■ DIRECTIONS ■
In the entries below, find every line holding the string "sunlight" and collect it.

■ INPUT FOR THIS TASK ■
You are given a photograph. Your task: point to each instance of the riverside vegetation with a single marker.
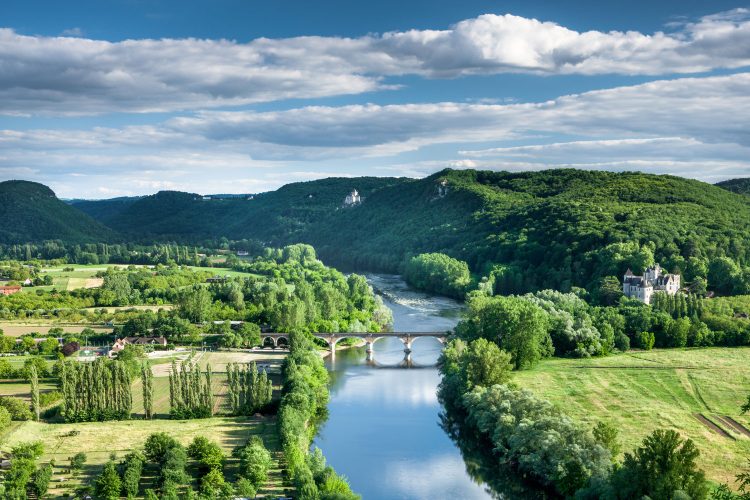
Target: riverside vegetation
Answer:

...

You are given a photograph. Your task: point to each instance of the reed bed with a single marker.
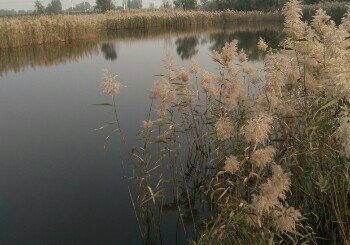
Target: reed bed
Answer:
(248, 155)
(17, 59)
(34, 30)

==

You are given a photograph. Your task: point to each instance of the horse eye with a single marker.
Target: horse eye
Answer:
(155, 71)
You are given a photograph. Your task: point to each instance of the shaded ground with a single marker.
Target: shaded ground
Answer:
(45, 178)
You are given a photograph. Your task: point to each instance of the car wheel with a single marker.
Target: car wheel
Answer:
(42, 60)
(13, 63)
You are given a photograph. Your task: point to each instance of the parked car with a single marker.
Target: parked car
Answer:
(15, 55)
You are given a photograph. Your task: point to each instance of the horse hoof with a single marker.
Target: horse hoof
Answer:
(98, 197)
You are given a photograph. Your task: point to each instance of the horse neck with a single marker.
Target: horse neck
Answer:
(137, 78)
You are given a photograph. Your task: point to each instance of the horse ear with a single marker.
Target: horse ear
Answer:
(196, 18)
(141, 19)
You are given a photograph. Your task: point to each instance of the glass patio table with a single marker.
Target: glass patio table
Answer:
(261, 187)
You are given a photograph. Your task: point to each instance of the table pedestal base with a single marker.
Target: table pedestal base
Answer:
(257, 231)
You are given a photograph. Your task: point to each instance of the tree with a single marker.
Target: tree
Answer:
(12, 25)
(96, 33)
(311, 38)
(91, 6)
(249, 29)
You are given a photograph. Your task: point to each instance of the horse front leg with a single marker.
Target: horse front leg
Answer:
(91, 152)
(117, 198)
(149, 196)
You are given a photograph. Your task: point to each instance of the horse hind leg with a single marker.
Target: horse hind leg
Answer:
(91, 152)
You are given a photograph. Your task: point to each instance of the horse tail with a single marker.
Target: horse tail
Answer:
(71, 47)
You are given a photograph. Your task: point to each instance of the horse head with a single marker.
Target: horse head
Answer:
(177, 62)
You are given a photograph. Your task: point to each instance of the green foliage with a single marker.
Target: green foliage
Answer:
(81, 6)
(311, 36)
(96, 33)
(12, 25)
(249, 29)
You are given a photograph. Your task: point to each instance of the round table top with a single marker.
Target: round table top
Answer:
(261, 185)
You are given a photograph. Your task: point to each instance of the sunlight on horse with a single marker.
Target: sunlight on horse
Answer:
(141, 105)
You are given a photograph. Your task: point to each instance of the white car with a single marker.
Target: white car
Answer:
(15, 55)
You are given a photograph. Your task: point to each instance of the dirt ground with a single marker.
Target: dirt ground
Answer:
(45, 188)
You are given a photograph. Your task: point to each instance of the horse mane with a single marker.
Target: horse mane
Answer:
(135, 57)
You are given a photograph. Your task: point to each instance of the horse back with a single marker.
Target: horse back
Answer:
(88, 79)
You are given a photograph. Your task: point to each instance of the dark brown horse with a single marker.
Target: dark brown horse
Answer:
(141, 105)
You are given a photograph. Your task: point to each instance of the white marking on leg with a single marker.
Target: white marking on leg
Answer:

■ RESPONSE ■
You are given a photograph. Your task: point to each instance of the sunlight on horse with a single marker.
Target: sunlight on horse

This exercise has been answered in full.